DATA PROVIDED »
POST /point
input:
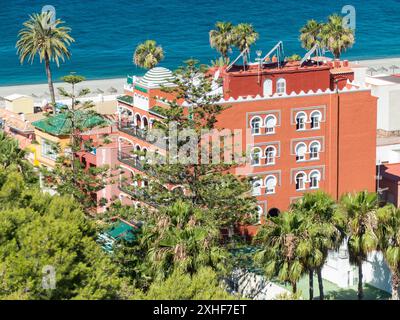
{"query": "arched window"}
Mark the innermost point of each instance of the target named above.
(257, 187)
(301, 150)
(145, 184)
(143, 156)
(270, 184)
(274, 212)
(281, 86)
(316, 118)
(270, 124)
(145, 123)
(315, 177)
(300, 181)
(255, 125)
(267, 87)
(315, 149)
(301, 119)
(270, 154)
(256, 156)
(138, 120)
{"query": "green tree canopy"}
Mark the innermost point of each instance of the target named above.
(148, 54)
(203, 285)
(38, 232)
(47, 39)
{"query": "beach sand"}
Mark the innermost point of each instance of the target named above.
(41, 91)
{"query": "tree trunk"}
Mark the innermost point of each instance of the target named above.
(294, 287)
(50, 82)
(311, 284)
(360, 294)
(395, 284)
(320, 284)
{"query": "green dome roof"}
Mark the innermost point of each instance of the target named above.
(158, 76)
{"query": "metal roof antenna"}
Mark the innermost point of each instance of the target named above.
(259, 60)
(245, 51)
(316, 49)
(279, 53)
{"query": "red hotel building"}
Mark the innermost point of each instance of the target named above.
(313, 127)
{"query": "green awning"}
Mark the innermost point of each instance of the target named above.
(60, 124)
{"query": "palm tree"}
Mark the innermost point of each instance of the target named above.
(324, 231)
(148, 54)
(244, 36)
(335, 37)
(49, 40)
(283, 241)
(182, 238)
(310, 34)
(389, 243)
(359, 211)
(221, 38)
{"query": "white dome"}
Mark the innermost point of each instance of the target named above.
(158, 76)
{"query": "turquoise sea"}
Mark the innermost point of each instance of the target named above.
(107, 31)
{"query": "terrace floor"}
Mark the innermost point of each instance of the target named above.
(333, 292)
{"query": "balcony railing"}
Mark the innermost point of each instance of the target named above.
(131, 160)
(130, 128)
(126, 99)
(138, 194)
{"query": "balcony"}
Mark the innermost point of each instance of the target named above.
(139, 194)
(131, 160)
(130, 128)
(126, 99)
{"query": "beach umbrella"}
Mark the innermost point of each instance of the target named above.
(112, 90)
(393, 68)
(382, 69)
(371, 70)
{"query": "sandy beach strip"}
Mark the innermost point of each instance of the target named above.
(41, 91)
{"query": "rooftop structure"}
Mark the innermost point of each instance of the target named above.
(60, 124)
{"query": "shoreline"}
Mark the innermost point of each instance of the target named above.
(103, 86)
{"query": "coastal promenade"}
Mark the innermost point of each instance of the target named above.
(115, 86)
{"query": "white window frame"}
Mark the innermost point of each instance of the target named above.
(281, 86)
(259, 120)
(300, 126)
(315, 155)
(303, 157)
(304, 180)
(316, 114)
(269, 129)
(259, 186)
(268, 158)
(273, 190)
(256, 151)
(315, 174)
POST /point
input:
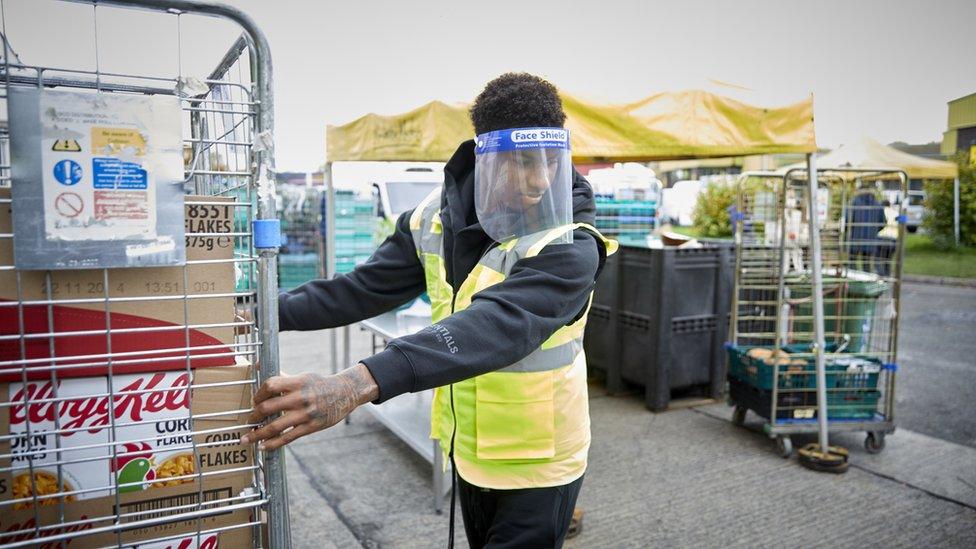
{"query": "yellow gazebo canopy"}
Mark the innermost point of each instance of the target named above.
(868, 153)
(664, 126)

STATED PROBLEM »
Without the pictures, return the entries exactly as they appear.

EXERCISE ANSWER »
POST /point
input:
{"query": "arched window"}
Mark the innermost point of each instance of the target named above.
(257, 187)
(301, 150)
(145, 184)
(143, 156)
(270, 184)
(274, 212)
(281, 86)
(316, 118)
(270, 124)
(145, 123)
(315, 177)
(300, 181)
(255, 125)
(267, 87)
(315, 149)
(301, 119)
(270, 154)
(256, 156)
(138, 120)
{"query": "green tree canopy"}
Mark the innermost point of each instance of the target named above.
(148, 54)
(203, 285)
(38, 232)
(47, 39)
{"query": "beach sand"}
Mark the innermost point of each instance of the target named above.
(41, 91)
{"query": "tree trunk"}
Mark the innermost point of each instance of the target named above.
(294, 287)
(50, 82)
(311, 284)
(360, 294)
(395, 284)
(320, 284)
{"query": "green dome roof"}
Mark the innermost point of each instance of the target named above.
(158, 76)
{"query": "metal roof antenna"}
Mark the innermost point of each instance of the target named above.
(259, 60)
(245, 51)
(316, 49)
(279, 53)
{"query": "red hotel building"}
Mark the innermost point of each instance of the target named above.
(313, 127)
{"query": "green awning"}
Mark the innermost point of each instance of the target named above.
(60, 124)
{"query": "palm tree"}
Mark the innermost point of each instance of the target named above.
(324, 231)
(148, 54)
(244, 36)
(335, 37)
(49, 40)
(283, 241)
(182, 238)
(310, 34)
(389, 243)
(359, 211)
(221, 38)
{"query": "white dome"}
Mark the innermost point of each instance of the target named above.
(158, 76)
{"query": "turquoise sea"}
Mark the innermost point of each instance of the target named above.
(107, 31)
{"query": "terrace floor"}
Mark the innermost point of each instance of the target named above.
(333, 292)
{"query": "balcony railing"}
Mark the innermost point of each instance of the target named above.
(131, 160)
(130, 128)
(126, 99)
(138, 194)
{"query": "balcony"}
Mark the innermost point of each instance of the target named above.
(139, 194)
(131, 160)
(130, 128)
(126, 99)
{"query": "beach umbrella"}
Mark the innermost point of each instance of the target named above.
(112, 90)
(393, 68)
(382, 69)
(371, 70)
{"query": "sandy beach strip"}
Mark the innermost point of each instance of the target named above.
(41, 91)
{"query": "rooftop structure"}
Mark the innermost point of each instance of the target named above.
(60, 124)
{"query": "shoreline"}
Mark the innermost point of each instance of the target named above.
(103, 86)
{"query": "coastal promenade"}
Mark the innermost point of each instance of the target named above.
(115, 86)
{"query": "white window frame"}
Mark the innermost point of each instance of the target named above.
(281, 86)
(259, 120)
(300, 126)
(315, 155)
(303, 157)
(304, 180)
(316, 114)
(269, 129)
(259, 186)
(268, 158)
(273, 190)
(256, 151)
(315, 174)
POST /point
input:
{"query": "yellow gazebo canopy"}
Mark the innermost point of each instance of the target named above.
(868, 153)
(664, 126)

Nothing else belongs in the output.